**WHAT NEEDS TO BE DONE**.
Every record must be copied out exactly.

**DATA TO USE**.

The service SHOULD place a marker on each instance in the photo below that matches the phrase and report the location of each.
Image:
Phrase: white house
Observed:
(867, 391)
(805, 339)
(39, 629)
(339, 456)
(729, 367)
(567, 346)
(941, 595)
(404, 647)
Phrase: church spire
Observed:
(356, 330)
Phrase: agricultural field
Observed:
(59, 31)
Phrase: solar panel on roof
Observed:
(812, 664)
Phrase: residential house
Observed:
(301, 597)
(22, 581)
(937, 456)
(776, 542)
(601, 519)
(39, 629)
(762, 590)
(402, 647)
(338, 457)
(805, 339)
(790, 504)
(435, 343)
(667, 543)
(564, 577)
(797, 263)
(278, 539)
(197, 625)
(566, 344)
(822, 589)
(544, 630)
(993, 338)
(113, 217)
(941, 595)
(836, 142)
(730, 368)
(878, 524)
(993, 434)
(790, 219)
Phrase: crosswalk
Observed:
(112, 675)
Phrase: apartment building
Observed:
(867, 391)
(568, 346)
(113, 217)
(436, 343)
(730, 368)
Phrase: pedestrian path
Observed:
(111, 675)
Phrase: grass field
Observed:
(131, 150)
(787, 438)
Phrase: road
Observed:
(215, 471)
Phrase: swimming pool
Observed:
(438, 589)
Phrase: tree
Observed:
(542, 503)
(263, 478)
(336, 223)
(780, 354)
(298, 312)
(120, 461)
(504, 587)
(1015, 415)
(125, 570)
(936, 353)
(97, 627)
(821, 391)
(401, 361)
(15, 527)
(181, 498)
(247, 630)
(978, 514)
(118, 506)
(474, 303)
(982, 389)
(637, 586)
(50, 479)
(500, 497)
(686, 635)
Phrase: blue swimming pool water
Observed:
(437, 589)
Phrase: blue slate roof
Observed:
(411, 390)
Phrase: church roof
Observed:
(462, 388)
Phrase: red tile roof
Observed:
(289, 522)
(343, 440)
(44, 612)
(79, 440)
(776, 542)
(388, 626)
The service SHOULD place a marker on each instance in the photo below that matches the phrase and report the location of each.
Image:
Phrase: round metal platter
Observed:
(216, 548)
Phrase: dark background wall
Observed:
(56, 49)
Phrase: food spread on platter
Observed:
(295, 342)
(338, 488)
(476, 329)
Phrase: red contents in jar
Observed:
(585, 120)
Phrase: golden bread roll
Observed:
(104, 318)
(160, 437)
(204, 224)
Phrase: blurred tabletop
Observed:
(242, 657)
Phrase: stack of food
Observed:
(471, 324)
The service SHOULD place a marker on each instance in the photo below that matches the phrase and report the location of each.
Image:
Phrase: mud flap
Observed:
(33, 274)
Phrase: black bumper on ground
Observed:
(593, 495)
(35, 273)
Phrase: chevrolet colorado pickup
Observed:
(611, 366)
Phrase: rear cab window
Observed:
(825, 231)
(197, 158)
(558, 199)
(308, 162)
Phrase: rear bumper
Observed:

**RESPONSE TO THIS EXERCISE**.
The service SHOULD place a marker on each instance in the photo below that matches the phrase and report the location of each.
Image:
Phrase: white house
Observed:
(867, 391)
(805, 339)
(39, 629)
(339, 456)
(729, 367)
(567, 346)
(941, 595)
(404, 647)
Phrase: church spire
Observed:
(356, 330)
Phrase: agricultural field
Observed:
(59, 31)
Phrase: solar panel on roof
Observed:
(812, 664)
Phrase: residential house
Observed:
(301, 597)
(22, 581)
(937, 456)
(776, 542)
(601, 519)
(39, 629)
(762, 590)
(402, 647)
(338, 457)
(805, 339)
(790, 504)
(435, 343)
(667, 543)
(564, 577)
(797, 263)
(278, 539)
(197, 625)
(566, 344)
(822, 589)
(544, 630)
(993, 338)
(113, 217)
(941, 595)
(836, 142)
(730, 368)
(878, 524)
(993, 434)
(790, 219)
Phrase: crosswalk
Observed:
(112, 675)
Phrase: apartment building
Observed:
(867, 391)
(568, 346)
(113, 217)
(436, 343)
(730, 368)
Phrase: pedestrian path
Observed:
(111, 675)
Phrase: grass field
Observed:
(131, 150)
(787, 438)
Phrase: road
Observed:
(215, 471)
Phrase: swimming pool
Observed:
(438, 589)
Phrase: tree
Observed:
(542, 503)
(263, 478)
(336, 223)
(780, 354)
(298, 312)
(120, 461)
(504, 587)
(1015, 415)
(125, 570)
(936, 353)
(97, 627)
(821, 391)
(401, 361)
(15, 527)
(181, 498)
(247, 630)
(978, 514)
(118, 506)
(474, 303)
(982, 389)
(637, 586)
(50, 479)
(500, 497)
(686, 635)
Phrase: blue swimming pool water
Observed:
(437, 589)
Phrase: blue slate roof
Observed:
(411, 390)
Phrase: church roof
Observed:
(462, 388)
Phrase: red tile roof
Observed:
(289, 522)
(343, 440)
(44, 612)
(79, 440)
(776, 542)
(388, 626)
The service SHOULD place a marker on each instance in the photo below that matches the phrase and report the location of each.
Image:
Phrase: round metal platter
Observed:
(216, 548)
Phrase: dark background wall
Observed:
(56, 49)
Phrase: food spread on platter
Observed:
(295, 342)
(338, 488)
(476, 329)
Phrase: red contents in jar
Observed:
(585, 120)
Phrase: golden bread roll
Observed:
(104, 318)
(160, 437)
(204, 224)
Phrase: blurred tabletop
Observed:
(242, 657)
Phrase: stack of food
Observed:
(471, 324)
The service SHOULD place a marker on each instance in the photo below that matches the phrase and report the location of each.
Image:
Phrase: mud flap
Observed:
(33, 274)
Phrase: black bumper on ground
Observed:
(593, 495)
(35, 273)
Phrase: chevrolet colorado pickup
Observed:
(611, 366)
Phrase: rear cab window
Observed:
(825, 231)
(197, 158)
(558, 199)
(308, 162)
Phrase: rear bumper
Observed:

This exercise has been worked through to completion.